* _Task details_: Rewrite all the entries below as a single numbered list, skipping any blank lines. Leave the pictures out of your answer.

* _Rows from a dataset_:
>> START

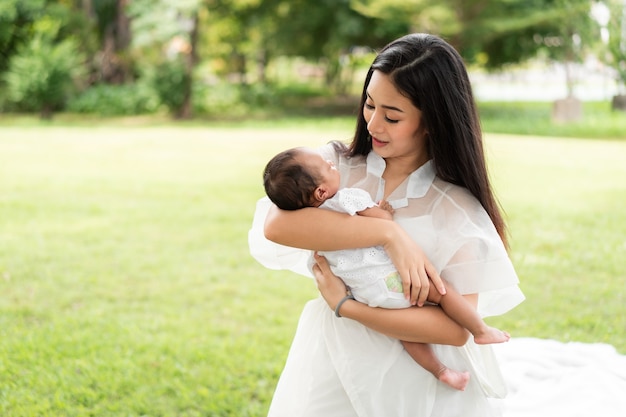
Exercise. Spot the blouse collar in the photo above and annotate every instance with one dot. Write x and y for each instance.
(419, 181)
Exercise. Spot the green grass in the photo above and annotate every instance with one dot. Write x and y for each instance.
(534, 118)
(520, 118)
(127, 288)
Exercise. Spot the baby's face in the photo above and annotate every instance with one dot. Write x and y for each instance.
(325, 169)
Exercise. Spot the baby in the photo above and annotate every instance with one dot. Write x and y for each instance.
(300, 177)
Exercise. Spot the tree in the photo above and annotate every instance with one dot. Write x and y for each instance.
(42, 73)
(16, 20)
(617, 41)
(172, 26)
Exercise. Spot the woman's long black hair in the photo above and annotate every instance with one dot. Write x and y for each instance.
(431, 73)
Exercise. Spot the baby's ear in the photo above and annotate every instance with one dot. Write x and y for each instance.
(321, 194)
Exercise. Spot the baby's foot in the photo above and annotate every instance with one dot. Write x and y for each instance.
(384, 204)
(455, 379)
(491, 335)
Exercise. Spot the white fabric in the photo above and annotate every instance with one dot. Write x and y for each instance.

>> END

* _Correct output_:
1. Exercise. Spot the blouse collar in the photo above and annotate every instance with one dot. Write x and y for each instance.
2. (419, 181)
3. Exercise. Spot the green grass in the photo above and annotate every instance with one dot. Write x and y for each instance.
4. (534, 118)
5. (520, 118)
6. (127, 288)
7. Exercise. Spot the baby's face in the photo above and annotate every instance with one dot. Write x and y for each instance.
8. (325, 169)
9. Exercise. Spot the baby in the photo above and annotate every instance with one dot. Write x and y for each instance.
10. (300, 177)
11. Exercise. Spot the tree in the photo above and annotate every instance with one dot. Write x and y for each instance.
12. (42, 73)
13. (16, 20)
14. (617, 41)
15. (172, 26)
16. Exercise. Spot the woman's long black hair in the photo above and annotate every instance with one dot. Write x and y for each instance.
17. (431, 73)
18. Exercise. Spot the baby's ear in the photo above and annotate every instance with one dot. Write x and y for each instance.
19. (321, 194)
20. Exercise. Spot the baby's foot in the photo above and annotate every instance with one dot. Write x and y for each instance.
21. (384, 204)
22. (455, 379)
23. (491, 335)
24. Exercise. Spot the white fabric in the photo above and annotate every instance with one dot. Write x and y for each instance.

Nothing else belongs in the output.